# Problem to solve
Give back only the lines from the one with "For every instance of the side" through the last line of the data, exactly as they appear.
────────────────────────────────────────
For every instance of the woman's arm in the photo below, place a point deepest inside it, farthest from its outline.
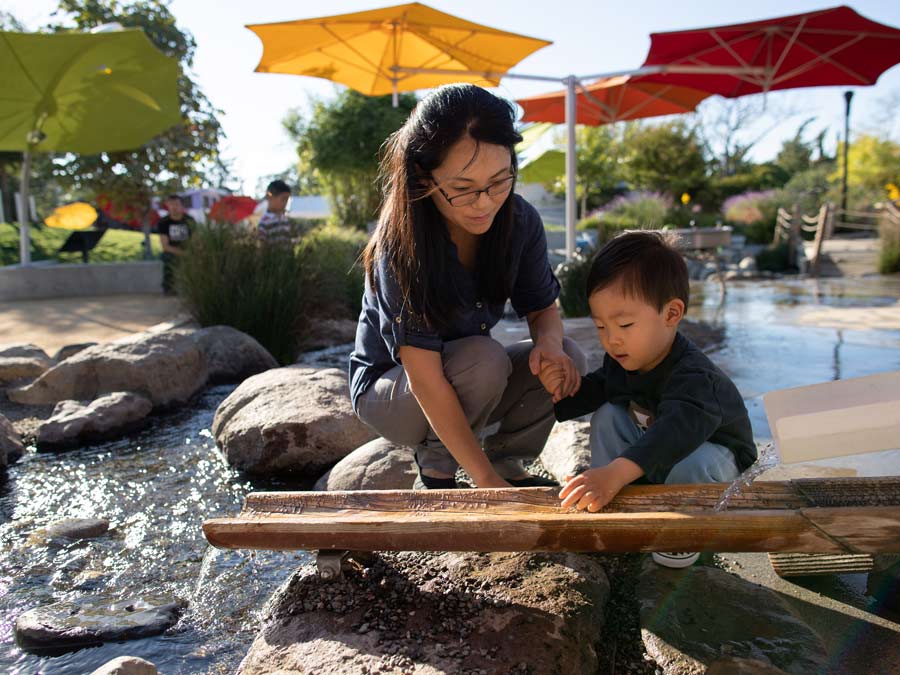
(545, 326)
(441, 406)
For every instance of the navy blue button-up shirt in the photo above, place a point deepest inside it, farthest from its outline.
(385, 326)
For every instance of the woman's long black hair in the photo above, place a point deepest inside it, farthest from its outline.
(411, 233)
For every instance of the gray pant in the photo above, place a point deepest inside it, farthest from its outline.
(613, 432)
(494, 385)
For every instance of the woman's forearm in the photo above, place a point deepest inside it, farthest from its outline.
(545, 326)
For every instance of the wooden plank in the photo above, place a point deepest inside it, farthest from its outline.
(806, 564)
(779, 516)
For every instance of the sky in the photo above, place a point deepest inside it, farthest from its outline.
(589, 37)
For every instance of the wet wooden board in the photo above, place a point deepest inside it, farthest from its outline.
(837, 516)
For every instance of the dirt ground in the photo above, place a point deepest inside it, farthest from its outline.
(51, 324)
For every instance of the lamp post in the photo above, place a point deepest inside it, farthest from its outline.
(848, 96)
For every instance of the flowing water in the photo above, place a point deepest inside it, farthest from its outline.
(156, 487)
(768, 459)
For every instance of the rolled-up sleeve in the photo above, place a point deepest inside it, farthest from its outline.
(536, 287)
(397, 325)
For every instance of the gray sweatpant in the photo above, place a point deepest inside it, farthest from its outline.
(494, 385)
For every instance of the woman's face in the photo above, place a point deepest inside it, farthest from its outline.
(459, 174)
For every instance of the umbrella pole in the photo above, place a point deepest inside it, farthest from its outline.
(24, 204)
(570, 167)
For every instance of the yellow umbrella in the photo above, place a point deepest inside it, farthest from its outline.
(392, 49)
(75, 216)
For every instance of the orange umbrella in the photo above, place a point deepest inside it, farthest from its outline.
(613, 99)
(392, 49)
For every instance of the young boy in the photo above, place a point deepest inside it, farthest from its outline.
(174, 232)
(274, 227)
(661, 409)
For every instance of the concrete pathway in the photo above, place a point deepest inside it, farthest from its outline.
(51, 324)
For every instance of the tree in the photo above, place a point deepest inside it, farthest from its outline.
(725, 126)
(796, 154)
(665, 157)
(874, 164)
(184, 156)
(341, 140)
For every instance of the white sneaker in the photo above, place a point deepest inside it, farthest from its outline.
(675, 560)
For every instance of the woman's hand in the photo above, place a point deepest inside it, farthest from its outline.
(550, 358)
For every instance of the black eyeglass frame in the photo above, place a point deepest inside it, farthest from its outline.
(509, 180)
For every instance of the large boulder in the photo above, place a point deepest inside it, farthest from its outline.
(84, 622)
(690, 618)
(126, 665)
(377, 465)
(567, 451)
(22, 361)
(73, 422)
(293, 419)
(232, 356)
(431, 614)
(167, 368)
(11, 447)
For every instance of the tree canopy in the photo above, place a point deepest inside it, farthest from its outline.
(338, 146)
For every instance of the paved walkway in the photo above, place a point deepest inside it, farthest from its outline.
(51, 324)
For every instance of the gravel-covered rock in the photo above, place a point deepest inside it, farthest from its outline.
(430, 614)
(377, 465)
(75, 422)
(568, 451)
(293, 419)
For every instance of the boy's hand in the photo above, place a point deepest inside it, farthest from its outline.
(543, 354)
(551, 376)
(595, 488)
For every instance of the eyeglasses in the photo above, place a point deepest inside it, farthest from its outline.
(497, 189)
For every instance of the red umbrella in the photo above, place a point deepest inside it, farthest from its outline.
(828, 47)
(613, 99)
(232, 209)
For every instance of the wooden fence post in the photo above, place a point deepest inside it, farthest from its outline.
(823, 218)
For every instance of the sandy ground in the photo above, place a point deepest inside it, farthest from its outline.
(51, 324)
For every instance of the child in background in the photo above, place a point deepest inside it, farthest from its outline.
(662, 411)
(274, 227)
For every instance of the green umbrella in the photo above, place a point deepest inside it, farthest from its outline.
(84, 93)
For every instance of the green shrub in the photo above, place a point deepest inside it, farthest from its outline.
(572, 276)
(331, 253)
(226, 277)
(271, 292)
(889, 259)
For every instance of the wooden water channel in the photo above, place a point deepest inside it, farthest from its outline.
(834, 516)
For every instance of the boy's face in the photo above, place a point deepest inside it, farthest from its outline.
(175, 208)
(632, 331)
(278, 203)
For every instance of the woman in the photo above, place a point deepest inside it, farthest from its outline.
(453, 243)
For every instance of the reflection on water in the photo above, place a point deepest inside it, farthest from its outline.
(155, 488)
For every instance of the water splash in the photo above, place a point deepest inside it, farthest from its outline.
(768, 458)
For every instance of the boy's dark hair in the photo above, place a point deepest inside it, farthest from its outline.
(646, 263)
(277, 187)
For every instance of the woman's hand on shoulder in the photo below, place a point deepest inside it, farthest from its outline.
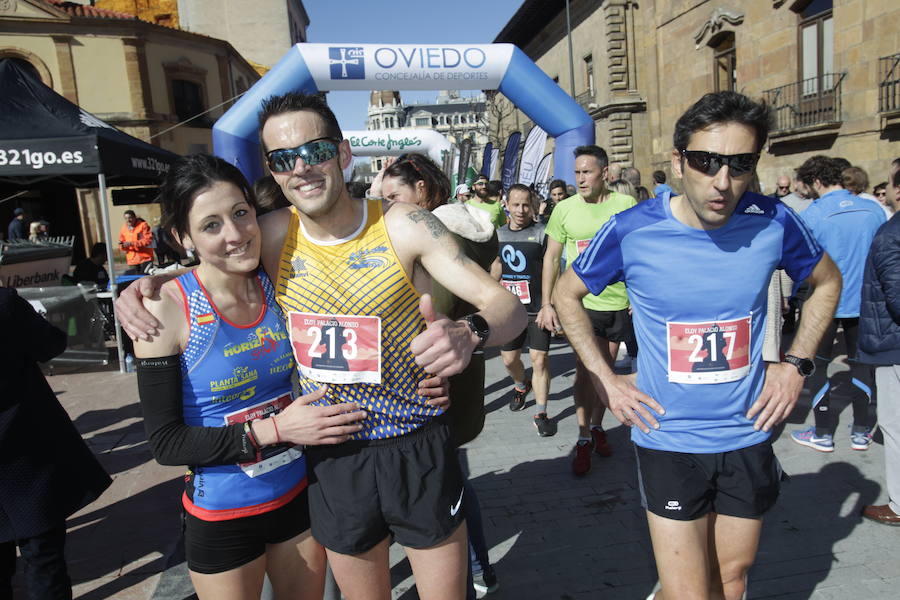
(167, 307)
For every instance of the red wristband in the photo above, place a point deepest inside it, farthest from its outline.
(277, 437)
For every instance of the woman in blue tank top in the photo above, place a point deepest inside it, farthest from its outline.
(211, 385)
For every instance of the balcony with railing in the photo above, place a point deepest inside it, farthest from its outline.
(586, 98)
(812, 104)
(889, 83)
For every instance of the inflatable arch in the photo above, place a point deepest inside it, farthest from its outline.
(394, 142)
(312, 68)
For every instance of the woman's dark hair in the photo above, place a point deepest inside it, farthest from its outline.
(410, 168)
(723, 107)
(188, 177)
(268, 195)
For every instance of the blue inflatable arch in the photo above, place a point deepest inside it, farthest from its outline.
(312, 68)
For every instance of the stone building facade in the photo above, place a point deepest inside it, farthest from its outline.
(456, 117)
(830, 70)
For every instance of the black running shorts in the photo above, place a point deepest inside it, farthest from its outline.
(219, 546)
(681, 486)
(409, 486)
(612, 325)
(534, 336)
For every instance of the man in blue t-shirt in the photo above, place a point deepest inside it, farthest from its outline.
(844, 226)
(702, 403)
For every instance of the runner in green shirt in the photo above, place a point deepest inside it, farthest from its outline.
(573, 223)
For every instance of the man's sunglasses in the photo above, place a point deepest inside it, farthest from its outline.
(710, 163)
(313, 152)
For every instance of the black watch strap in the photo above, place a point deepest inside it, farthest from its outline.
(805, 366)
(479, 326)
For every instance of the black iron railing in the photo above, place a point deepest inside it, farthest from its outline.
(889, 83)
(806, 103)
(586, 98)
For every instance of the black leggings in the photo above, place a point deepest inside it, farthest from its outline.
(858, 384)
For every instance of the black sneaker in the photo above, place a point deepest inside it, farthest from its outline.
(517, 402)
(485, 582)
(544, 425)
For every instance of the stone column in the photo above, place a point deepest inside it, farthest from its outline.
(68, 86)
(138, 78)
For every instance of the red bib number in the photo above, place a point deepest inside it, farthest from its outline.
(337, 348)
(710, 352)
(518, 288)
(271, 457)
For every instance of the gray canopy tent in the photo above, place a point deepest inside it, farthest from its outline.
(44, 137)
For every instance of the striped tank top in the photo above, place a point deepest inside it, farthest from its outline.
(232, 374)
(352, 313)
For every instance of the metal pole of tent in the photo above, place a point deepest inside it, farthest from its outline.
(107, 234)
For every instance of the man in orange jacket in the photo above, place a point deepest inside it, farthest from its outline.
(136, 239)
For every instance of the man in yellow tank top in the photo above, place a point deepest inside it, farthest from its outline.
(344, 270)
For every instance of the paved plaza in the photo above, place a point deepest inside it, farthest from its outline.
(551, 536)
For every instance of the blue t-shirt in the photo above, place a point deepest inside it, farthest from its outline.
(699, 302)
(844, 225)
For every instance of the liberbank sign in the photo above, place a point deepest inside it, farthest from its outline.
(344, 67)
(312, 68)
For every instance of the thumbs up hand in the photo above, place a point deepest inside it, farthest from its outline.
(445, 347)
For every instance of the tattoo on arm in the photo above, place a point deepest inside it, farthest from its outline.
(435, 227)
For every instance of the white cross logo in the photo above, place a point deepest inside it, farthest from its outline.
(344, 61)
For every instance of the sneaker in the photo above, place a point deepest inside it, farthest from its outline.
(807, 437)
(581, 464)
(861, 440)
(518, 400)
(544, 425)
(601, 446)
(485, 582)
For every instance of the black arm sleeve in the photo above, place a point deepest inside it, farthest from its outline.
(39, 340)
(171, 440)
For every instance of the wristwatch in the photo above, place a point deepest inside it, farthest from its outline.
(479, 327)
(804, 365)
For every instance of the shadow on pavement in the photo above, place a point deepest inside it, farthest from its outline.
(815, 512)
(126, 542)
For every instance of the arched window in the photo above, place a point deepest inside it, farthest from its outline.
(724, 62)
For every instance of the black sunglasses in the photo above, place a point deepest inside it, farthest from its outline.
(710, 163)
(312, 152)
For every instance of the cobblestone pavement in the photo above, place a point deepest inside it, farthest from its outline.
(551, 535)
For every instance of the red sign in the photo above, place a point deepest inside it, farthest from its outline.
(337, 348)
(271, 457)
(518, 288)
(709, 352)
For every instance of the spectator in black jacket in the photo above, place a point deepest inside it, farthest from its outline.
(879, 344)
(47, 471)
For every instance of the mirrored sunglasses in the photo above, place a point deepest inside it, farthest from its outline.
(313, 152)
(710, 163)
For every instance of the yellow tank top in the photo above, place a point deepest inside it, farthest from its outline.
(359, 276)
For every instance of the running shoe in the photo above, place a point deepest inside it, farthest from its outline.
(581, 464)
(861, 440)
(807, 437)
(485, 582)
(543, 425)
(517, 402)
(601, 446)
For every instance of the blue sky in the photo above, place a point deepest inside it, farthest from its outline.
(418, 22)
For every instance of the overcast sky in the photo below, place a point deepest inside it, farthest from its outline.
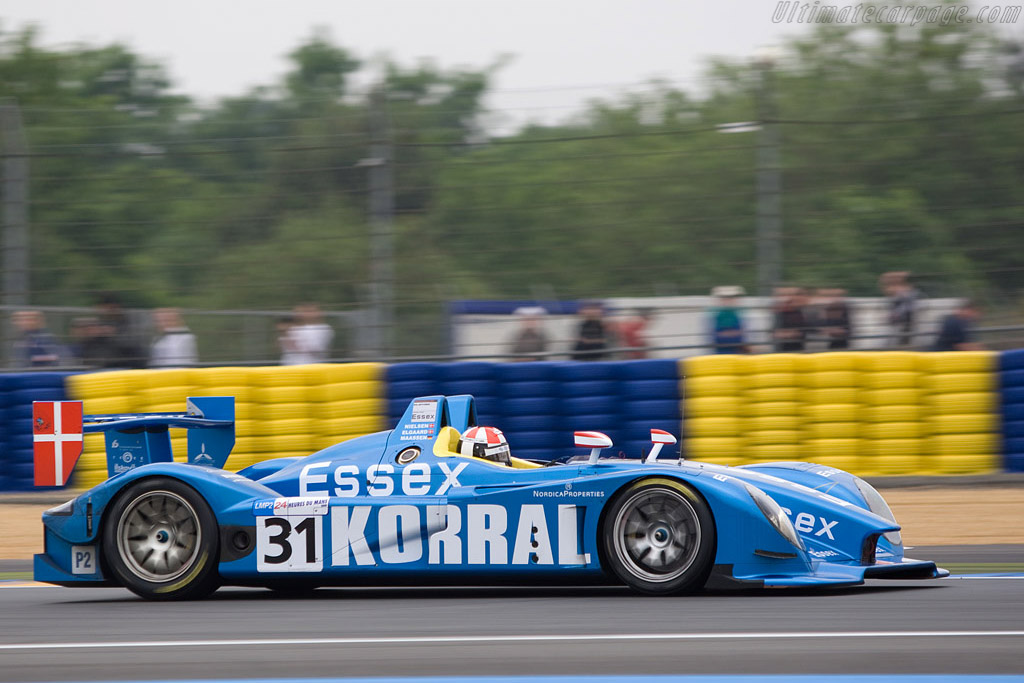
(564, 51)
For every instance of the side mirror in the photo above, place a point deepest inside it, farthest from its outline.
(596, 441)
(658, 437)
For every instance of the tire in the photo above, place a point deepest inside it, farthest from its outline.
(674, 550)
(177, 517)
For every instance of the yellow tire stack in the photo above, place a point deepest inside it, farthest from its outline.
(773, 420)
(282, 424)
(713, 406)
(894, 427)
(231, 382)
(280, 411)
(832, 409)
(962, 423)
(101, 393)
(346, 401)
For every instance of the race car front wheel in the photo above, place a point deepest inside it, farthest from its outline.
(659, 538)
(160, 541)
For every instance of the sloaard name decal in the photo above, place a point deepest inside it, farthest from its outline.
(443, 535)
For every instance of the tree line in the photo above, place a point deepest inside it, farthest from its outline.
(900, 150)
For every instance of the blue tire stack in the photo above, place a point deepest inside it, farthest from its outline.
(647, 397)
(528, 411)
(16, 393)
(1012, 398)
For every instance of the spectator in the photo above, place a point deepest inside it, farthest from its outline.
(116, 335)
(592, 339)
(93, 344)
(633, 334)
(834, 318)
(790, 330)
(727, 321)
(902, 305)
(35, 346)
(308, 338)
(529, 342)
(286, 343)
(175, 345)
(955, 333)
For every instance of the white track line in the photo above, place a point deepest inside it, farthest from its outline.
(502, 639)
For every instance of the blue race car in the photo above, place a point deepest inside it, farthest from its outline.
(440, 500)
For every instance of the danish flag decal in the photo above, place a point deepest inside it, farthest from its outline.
────────────────────────────────────────
# Reply
For every instance of the side mirror in the photo above, place a point deepest inside it, farthest from its outline.
(596, 441)
(658, 437)
For every instance of the tire in the photo above, place a point deepest inside it, farthest from its outline.
(674, 550)
(177, 517)
For every instance of the yellow tire stack in the photo above, place a point deepest inside it, farthest from its outline.
(773, 420)
(282, 424)
(713, 406)
(894, 427)
(231, 382)
(280, 411)
(832, 409)
(962, 423)
(101, 393)
(346, 401)
For every instance of the race car front wheel in the photo above, place a point deepest inside it, farthest from its outline.
(659, 538)
(160, 541)
For every instance of the sloaard name decal in the photo above, place a point deepest inside it, farthest from its outline.
(443, 535)
For every instance of the tree line in the photo above, place a point deepest inside it, farthest from its outline.
(900, 150)
For every instance of the blue tire stack in the photo above, place a point deepest inside it, farthest from its outline.
(647, 397)
(528, 411)
(16, 393)
(1012, 398)
For every instance of the spectator in the photo above, place a point deepest inside it, farthest from its outline.
(116, 335)
(592, 339)
(93, 344)
(633, 334)
(834, 318)
(790, 330)
(727, 321)
(902, 305)
(35, 346)
(308, 338)
(529, 342)
(286, 343)
(175, 345)
(955, 333)
For every instance of the white track line in the photo above, place a point deepest inside it, farthest from its outline.
(502, 639)
For every instance of the blue race car in the photo above, place a point deepest inside it, farthest from its outline.
(440, 500)
For every instance of the danish flag decal in the photo above, place a point deepest inside it, farthest from its outline.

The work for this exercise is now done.